→ **Document text**:
Among the injured was Wajeeh Barzani, the head of the [Kurdistan Democratic Party's, KDP] special forces and the brother of KDP leader Mas'ud Barzani. Barzani's son, Mansour, was also injured in the incident. A team of BBC journalists, including correspondent John Simpson, was also injured. Among the 18 dead is a translator working for the BBC team. The injured were taken to an emergency hospital in Erbil.

Wajeeh Barzani was in a very bad condition, and he was flown to Germany on board an American plane. At 1 a.m. last night [2300 GMT], I was told that he had already arrived at an American military hospital in Frankfurt, Germany. I heard from his relatives that his condition has somehow stabilized. But he has two bad head injuries and his condition remains critical. What will happen to him remains unclear.

Question: How did the KDP leadership react to this incident?

Shoresh: Yesterday, KDP spokesman Hoshyar Zebari held a press conference. He emphasized that this incident was the result of "friendly fire" and would not affect the nature of relations and cooperation between the KDP and U.S. forces. Zebari also said that the aim of this cooperation is to build a democratic and federal Iraq and that yesterday's incident will not affect the situation and that both sides will investigate what could have caused this mistake.

Question: Do you feel any resentment among the rank-and-file Kurdish peshmerga fighters?

→ **Actions to take**:
a. List every place named in the interview.
b. In the interview, who held a press conference about the incident?
c. Please write the next part of the interview, picking up after its final question.

Point localization data:
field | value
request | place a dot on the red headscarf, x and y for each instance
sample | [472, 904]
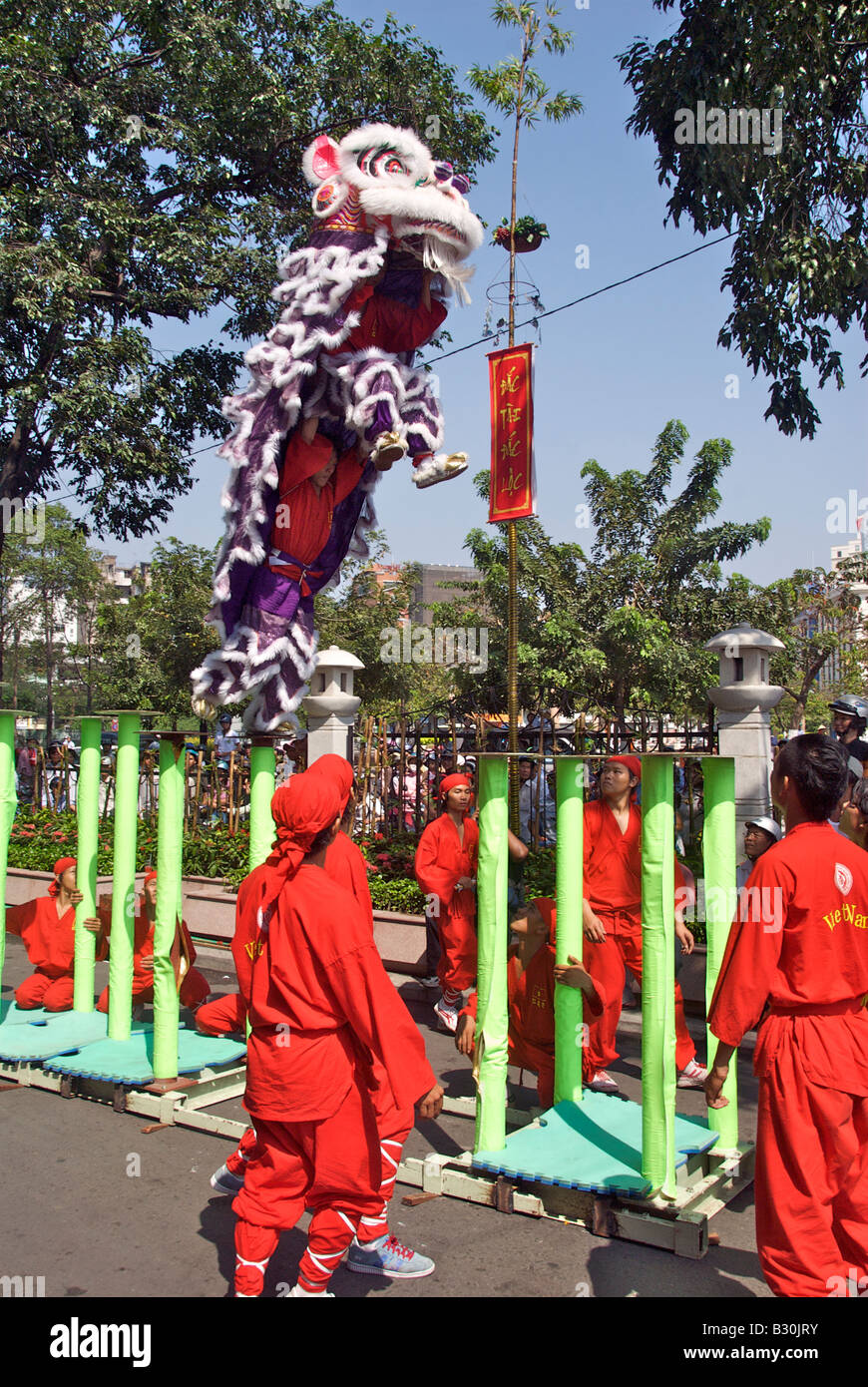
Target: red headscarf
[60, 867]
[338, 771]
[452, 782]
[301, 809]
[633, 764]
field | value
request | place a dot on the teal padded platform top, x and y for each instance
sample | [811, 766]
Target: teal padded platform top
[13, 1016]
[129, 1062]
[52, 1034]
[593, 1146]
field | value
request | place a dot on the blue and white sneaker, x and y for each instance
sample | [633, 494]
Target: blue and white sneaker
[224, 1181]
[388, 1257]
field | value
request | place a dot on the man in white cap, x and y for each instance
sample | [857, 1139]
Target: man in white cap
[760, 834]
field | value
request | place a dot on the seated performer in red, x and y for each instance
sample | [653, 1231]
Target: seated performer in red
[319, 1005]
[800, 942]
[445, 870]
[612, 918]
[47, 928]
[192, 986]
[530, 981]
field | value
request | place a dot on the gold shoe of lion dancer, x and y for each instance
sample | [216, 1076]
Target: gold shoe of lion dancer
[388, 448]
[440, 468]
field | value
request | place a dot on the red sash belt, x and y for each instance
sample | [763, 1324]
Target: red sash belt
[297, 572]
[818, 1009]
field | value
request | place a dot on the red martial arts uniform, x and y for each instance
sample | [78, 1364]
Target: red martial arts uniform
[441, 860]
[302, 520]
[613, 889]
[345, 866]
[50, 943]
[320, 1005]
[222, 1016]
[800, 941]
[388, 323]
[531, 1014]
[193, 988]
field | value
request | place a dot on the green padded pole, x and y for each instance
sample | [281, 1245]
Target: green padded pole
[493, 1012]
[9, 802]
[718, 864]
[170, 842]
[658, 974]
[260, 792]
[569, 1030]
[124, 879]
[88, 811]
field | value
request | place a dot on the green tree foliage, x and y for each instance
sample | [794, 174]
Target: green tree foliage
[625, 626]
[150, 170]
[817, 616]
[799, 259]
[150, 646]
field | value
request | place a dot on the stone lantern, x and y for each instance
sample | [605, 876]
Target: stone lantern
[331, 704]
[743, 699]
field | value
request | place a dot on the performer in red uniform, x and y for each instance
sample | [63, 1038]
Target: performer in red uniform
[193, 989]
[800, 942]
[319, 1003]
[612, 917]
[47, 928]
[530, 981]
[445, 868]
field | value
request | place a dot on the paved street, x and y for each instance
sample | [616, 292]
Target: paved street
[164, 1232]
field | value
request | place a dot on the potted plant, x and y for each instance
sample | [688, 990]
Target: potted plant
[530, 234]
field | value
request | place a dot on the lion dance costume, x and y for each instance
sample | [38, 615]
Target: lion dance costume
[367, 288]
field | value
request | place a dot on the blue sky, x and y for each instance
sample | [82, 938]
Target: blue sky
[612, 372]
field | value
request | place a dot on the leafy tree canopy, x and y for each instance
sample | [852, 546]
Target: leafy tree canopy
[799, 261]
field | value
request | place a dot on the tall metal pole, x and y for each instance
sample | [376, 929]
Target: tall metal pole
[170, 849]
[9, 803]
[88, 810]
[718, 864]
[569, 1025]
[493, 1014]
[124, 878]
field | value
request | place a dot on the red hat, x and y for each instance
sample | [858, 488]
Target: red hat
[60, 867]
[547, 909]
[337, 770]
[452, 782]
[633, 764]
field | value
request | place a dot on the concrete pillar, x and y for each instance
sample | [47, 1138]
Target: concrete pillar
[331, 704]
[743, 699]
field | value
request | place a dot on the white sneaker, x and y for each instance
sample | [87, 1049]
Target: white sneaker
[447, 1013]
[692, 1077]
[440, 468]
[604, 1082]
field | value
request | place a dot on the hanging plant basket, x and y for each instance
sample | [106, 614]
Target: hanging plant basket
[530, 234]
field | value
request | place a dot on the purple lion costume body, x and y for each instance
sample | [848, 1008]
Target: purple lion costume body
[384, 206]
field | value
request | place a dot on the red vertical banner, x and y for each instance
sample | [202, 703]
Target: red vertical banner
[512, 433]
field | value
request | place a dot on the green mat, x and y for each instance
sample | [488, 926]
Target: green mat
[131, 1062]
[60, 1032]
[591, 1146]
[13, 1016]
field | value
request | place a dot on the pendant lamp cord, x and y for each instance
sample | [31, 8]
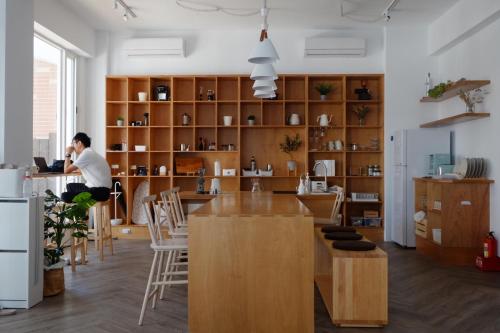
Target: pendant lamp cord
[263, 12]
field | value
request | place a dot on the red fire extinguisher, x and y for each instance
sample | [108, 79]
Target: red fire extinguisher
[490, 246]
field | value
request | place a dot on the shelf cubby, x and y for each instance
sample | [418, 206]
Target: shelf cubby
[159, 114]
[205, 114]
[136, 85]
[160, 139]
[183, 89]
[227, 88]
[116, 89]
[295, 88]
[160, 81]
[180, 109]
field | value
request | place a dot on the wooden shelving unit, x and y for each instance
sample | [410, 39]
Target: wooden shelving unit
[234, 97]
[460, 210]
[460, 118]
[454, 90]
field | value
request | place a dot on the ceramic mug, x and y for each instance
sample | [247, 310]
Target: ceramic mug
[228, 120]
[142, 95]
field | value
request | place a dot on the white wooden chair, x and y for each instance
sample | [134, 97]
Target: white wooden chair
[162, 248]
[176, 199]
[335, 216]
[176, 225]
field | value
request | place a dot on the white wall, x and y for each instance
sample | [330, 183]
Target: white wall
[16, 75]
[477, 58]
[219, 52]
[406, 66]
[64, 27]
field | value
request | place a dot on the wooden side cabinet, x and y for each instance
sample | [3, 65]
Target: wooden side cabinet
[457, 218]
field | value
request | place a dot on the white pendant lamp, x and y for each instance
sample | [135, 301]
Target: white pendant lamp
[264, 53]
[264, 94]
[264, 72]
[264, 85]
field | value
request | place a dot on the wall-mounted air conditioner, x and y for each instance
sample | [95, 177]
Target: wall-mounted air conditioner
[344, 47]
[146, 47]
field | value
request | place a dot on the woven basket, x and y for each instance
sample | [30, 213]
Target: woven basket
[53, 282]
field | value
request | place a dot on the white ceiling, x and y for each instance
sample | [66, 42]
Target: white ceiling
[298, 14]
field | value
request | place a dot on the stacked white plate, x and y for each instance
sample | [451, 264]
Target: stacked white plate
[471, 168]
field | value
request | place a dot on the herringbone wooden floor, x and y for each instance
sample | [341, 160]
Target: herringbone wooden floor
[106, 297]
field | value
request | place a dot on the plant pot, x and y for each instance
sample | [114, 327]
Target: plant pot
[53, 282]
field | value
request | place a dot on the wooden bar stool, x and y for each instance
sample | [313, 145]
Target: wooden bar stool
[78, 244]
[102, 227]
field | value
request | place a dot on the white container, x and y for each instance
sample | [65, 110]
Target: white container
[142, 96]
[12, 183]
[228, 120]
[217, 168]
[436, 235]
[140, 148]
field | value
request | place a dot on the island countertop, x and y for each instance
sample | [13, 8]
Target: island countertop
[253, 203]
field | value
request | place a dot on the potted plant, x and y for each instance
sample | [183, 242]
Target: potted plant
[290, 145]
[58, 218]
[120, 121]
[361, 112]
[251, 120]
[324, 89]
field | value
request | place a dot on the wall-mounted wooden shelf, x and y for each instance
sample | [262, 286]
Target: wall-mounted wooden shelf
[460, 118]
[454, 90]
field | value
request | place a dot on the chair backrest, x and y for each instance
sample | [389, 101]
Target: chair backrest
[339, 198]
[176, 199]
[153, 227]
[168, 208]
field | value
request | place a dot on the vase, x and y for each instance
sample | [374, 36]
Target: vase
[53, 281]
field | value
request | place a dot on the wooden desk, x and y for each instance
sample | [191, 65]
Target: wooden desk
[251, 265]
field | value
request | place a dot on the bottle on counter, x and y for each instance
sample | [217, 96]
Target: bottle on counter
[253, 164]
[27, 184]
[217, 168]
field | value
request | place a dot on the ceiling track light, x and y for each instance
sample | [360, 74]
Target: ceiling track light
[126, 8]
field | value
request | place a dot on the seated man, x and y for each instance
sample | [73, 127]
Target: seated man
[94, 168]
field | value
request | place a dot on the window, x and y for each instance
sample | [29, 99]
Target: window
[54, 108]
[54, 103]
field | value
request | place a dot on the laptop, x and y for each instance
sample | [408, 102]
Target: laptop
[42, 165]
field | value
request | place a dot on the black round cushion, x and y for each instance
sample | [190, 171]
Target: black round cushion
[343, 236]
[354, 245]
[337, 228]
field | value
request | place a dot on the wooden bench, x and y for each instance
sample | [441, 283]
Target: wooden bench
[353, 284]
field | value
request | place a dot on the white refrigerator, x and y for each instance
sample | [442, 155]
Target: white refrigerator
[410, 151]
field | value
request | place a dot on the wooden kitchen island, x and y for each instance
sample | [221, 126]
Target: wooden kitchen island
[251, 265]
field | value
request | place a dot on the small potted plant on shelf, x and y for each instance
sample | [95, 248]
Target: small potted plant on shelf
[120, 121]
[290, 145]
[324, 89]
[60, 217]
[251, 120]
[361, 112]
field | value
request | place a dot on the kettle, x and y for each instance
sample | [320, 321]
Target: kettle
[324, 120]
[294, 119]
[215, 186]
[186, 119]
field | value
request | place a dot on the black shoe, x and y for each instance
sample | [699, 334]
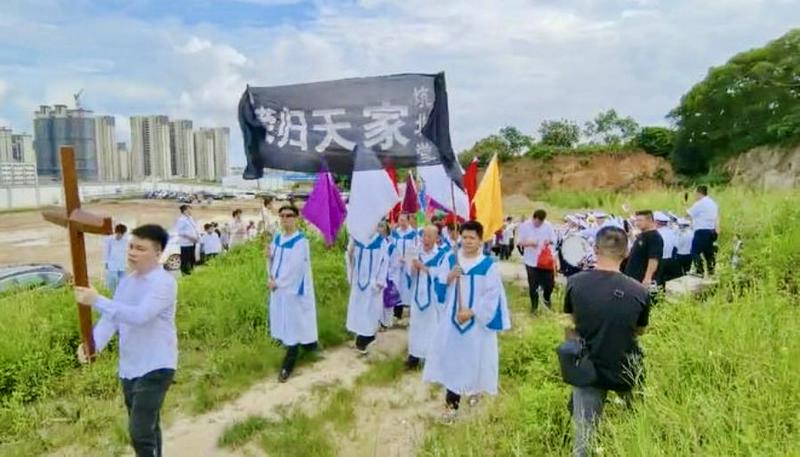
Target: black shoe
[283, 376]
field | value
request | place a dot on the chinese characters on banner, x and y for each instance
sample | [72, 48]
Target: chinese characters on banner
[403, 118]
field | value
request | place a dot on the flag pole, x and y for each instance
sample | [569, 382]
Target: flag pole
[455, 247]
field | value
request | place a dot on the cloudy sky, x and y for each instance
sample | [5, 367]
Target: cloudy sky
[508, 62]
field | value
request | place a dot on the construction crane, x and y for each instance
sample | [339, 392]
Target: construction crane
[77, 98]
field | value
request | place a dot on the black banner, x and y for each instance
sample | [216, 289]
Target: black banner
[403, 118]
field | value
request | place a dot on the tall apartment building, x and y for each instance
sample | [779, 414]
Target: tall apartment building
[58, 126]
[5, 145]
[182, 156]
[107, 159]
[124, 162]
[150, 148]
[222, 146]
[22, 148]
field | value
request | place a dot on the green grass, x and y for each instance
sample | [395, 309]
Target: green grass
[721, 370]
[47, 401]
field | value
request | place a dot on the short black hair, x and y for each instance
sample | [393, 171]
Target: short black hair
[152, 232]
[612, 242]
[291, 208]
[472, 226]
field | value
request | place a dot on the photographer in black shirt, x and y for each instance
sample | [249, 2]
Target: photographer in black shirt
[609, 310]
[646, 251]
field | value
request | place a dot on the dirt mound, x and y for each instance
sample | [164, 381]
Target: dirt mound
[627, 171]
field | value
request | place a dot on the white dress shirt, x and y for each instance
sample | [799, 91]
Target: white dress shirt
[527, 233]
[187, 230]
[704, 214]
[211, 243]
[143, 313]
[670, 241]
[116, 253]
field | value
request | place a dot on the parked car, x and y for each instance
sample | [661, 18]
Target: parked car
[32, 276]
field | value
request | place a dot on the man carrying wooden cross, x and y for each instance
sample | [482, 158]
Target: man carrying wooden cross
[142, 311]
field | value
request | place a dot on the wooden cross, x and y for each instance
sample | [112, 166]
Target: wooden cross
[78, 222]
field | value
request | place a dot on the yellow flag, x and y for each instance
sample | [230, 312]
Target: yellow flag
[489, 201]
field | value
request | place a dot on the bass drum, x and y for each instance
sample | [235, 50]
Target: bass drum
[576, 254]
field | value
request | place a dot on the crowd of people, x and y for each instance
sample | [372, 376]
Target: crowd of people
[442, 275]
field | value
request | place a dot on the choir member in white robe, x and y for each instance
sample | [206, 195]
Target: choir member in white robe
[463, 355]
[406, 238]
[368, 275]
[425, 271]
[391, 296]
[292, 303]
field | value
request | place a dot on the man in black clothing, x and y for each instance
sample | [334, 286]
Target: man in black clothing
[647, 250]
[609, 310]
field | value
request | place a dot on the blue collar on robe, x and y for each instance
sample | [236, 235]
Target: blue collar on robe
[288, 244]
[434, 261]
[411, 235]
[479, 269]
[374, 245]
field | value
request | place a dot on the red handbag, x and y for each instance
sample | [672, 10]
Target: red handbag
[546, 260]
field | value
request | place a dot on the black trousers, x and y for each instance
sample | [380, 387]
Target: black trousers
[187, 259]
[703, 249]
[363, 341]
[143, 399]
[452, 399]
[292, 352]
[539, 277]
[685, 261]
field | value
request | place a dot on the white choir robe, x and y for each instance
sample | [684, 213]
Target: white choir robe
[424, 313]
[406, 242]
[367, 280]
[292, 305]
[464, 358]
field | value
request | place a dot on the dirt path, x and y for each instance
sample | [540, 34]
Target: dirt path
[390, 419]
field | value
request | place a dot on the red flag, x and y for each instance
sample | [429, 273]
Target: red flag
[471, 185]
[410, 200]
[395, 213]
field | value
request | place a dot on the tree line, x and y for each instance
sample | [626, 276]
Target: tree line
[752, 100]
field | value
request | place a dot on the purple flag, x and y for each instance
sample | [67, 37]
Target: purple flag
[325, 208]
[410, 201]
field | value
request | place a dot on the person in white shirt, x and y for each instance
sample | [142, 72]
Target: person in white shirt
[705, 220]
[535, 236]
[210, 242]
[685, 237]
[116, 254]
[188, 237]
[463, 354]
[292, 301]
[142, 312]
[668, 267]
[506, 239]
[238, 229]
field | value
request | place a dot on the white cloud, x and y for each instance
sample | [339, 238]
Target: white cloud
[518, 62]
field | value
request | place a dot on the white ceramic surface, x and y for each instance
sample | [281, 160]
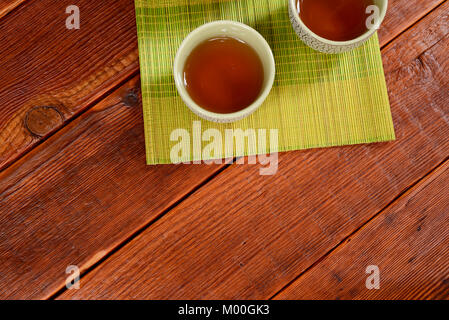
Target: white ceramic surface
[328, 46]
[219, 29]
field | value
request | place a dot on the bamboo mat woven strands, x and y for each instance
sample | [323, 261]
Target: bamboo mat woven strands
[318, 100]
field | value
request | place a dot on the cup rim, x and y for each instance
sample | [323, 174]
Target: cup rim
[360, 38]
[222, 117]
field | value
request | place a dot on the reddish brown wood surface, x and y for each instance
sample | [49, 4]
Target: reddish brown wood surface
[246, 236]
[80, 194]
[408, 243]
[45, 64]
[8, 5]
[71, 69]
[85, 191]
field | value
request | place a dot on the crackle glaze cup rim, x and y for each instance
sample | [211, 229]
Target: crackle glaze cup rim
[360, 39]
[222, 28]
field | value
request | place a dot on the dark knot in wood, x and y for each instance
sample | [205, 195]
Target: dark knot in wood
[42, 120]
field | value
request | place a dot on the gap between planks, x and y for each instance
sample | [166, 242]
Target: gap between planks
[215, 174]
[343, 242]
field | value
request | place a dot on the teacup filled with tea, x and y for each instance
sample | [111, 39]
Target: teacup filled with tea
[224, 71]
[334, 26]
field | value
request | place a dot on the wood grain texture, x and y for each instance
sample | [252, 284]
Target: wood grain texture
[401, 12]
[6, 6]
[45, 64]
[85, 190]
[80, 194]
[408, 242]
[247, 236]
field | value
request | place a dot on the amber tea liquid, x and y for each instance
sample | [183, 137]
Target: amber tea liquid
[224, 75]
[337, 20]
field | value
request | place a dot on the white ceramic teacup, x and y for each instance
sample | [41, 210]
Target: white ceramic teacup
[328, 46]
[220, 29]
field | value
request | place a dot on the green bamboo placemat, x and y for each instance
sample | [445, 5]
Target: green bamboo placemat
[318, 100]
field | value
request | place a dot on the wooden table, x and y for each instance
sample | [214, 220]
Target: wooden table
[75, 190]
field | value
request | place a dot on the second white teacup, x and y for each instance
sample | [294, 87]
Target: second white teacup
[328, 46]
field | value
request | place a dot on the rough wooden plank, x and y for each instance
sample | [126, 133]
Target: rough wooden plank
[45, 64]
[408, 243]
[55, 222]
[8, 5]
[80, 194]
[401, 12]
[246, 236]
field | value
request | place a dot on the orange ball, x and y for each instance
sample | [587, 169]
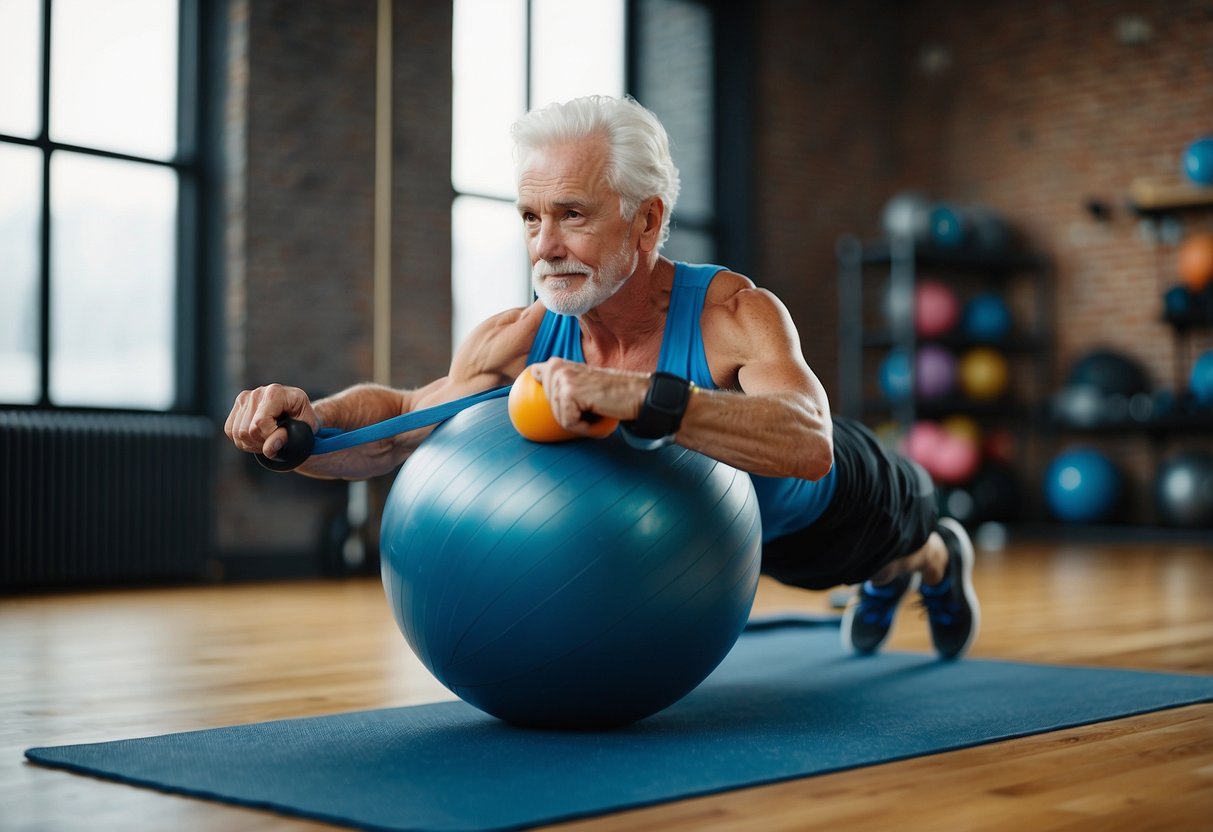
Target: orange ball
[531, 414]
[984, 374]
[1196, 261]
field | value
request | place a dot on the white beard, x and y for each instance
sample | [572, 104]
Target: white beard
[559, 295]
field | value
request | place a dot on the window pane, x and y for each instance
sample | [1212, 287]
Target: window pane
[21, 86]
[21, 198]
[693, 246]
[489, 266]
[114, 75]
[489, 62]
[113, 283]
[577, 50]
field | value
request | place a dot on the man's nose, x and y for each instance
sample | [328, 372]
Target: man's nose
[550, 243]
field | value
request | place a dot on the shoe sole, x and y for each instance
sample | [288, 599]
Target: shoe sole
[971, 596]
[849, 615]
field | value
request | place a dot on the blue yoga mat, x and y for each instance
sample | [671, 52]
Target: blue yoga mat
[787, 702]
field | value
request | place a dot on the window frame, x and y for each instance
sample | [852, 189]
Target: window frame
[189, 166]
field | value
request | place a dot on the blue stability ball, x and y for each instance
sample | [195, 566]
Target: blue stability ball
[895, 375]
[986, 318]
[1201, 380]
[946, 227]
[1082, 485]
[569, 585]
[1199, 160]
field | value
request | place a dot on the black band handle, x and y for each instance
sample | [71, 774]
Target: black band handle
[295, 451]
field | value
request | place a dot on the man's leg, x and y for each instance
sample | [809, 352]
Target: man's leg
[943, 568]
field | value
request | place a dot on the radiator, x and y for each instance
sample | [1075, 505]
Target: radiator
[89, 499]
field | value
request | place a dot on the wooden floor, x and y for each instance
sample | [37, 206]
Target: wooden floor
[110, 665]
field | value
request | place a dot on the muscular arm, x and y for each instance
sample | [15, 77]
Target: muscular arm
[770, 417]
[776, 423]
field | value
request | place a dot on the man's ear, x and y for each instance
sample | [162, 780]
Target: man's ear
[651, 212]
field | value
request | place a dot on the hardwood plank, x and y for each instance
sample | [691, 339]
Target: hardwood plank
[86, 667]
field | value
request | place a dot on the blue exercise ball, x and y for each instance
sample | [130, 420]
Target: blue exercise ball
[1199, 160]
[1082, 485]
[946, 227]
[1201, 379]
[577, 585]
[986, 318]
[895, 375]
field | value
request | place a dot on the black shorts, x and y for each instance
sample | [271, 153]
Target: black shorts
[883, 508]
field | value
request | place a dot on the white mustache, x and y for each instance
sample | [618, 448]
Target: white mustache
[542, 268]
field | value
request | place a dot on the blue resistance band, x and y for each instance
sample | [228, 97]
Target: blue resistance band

→ **Answers provided**:
a. Erbil, Germany, Frankfurt, Iraq

b. KDP spokesman Hoshyar Zebari held it.

c.
Shoresh: Among those fighters who were in the convoy, yes. I've heard a lot of [bad things]. They are upset. However, on the front line where fighting is going on, this incident had another kind of impact. [Peshmergas] are now encouraged to fight even more heavily against Iraqi troops. Wajeeh Barzani is a very popular among Kurds and is considered a very capable military commander. People who were accompanying him in this convoy are upset, but fighters on the front line and in the mountains are now even more eager to fight against Iraqi troops.

Question: What is the current situation around Mosul? Renewed bombing has been reported there this morning.

Shoresh: Mosul is being heavily bombed. It seems there are two "hot spots" on that front line now. The first is in Shaykhan, a large town close to Mosul. Residents there are Kurds, Arabs, Christians, and Yazidis. This town is now under the control of Kurdish fighters. The second is in Faidah, which is located on the road between Dohuk and Mosul. It seems that fighting is continuing there, and American planes are heavily bombing positions held by Iraqi troops, as well as targets inside Mosul itself.

It seems that the objective of Kurdish troops is, with the help of U.S. soldiers, to take control of the main road between Mosul and Kirkuk, which goes through Al-Quwayr. They also want to take control over some oil fields in the area near Al-Quwayr and Dibagah.

Question: The operation is likely to be carried out with U.S. troops?

Shoresh: With U.S. troops, yes. But there is not a large number of U.S. troops [in the area]. Their aim is to hold contact with U.S. airplanes and to offer some kind of military assistance [to Kurdish fighters]. The bulk of the troops on the front line are made of Kurds. For every 400 Kurdish fighters, there are between 15 and 20 American soldiers.

Question: Do you have the impression that the KDP wants to seize Mosul and Kirkuk?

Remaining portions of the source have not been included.